Written request: Copy the entries from the line containing "formatted like (30,45)." through the last entry, inclusive, and keep the requests and their sample pairs unchanged. In each answer, increase every point coordinate by 38.

Recorded data:

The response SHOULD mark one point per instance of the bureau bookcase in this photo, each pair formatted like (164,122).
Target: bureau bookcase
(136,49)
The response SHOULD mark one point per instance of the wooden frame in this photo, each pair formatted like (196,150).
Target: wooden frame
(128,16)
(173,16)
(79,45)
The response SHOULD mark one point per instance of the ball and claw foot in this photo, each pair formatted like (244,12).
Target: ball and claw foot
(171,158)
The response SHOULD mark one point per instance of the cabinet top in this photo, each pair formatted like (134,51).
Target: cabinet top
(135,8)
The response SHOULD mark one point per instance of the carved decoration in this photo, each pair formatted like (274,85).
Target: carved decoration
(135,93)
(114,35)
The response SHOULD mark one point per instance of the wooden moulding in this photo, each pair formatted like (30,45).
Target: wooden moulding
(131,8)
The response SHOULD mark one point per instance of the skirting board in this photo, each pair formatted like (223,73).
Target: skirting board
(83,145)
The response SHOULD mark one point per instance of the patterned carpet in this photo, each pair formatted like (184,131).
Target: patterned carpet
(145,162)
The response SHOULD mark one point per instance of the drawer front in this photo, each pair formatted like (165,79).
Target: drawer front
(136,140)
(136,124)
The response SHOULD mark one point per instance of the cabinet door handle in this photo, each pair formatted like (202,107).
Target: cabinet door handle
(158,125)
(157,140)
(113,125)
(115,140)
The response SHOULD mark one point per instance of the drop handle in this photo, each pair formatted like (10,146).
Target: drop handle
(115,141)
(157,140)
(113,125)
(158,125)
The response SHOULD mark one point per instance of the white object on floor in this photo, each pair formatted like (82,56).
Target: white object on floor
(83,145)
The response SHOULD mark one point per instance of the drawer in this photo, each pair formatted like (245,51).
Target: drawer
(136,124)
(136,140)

Expected answer:
The response SHOULD mark one point per instance of the wooden moulding in this photo, each pair formatted like (30,45).
Target: wooden moulding
(169,46)
The response SHOULD mark one point per instance of the skirting board in this photo, each pair formatted like (223,73).
Target: skirting board
(121,183)
The response SHOULD mark one point per instance of the patterned carpet in this photo, each pair formatted like (184,131).
Target: patterned carpet
(183,200)
The response SHOULD mark one point per instance of the drawer front in this photo, each pair formatted like (165,79).
Target: drawer front
(174,178)
(174,162)
The response SHOULD mark one point per instance of the cabinet door handle in this photo, each pair formatted like (202,107).
Target: cabinet door handle
(196,163)
(195,178)
(151,163)
(153,178)
The response SHOULD mark one point per instance of the drop handle in this photo, each pair formatted like (10,146).
Target: drop handle
(153,179)
(195,178)
(151,163)
(196,163)
The response SHOULD mark one point per instance of the white object on floor in this photo, each pair formatted like (82,56).
Target: white object on floor
(121,183)
The response SHOULD mark one point per instance of the drawer in this photo, each pair formatted like (245,51).
Target: drawer
(174,162)
(174,178)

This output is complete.